• Exercise objective
Report every line of the data below that contains the word "white", copying each such line in full.

• Provided records
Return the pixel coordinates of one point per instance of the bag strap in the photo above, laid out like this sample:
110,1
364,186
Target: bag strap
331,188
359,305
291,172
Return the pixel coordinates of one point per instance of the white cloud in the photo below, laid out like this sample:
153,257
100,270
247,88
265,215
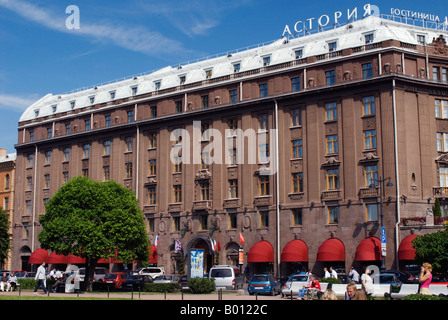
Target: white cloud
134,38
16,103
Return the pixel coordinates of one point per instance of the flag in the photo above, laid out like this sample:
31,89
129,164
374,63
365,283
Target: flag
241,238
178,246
==
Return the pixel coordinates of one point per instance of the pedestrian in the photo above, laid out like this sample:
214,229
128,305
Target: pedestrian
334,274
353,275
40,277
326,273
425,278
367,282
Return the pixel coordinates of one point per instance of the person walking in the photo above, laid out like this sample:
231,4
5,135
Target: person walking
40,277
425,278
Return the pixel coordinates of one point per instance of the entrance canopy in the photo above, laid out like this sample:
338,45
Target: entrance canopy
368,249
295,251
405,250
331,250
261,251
---
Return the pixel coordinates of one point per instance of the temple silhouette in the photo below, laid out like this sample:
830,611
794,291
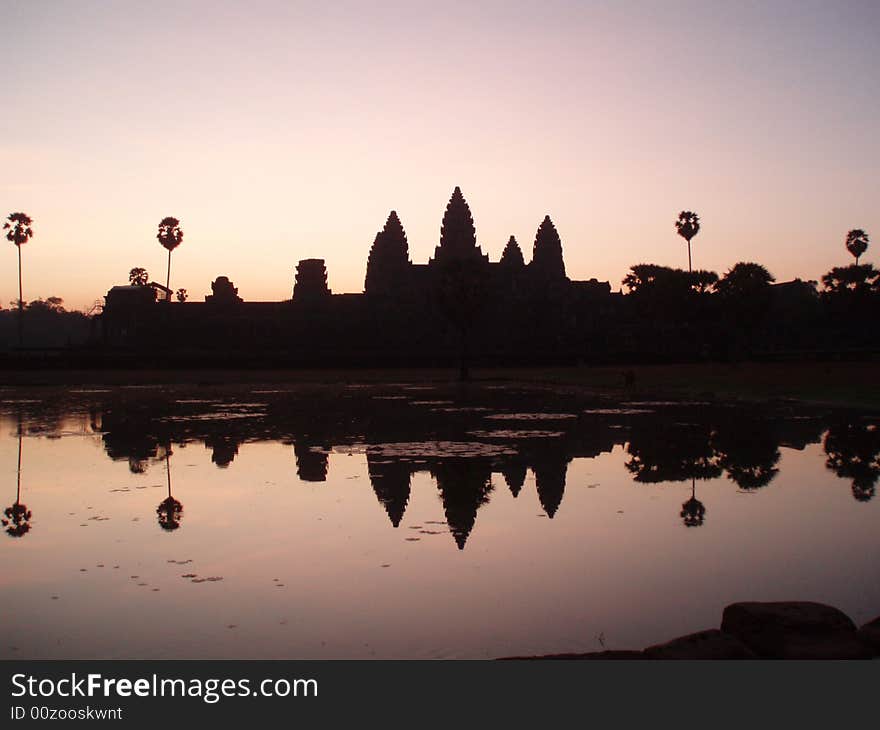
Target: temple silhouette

• Answer to this exercise
Return the pixel coordinates of one point per instance of the white cloud in the photo below, laid out like this sample:
Target: white cloud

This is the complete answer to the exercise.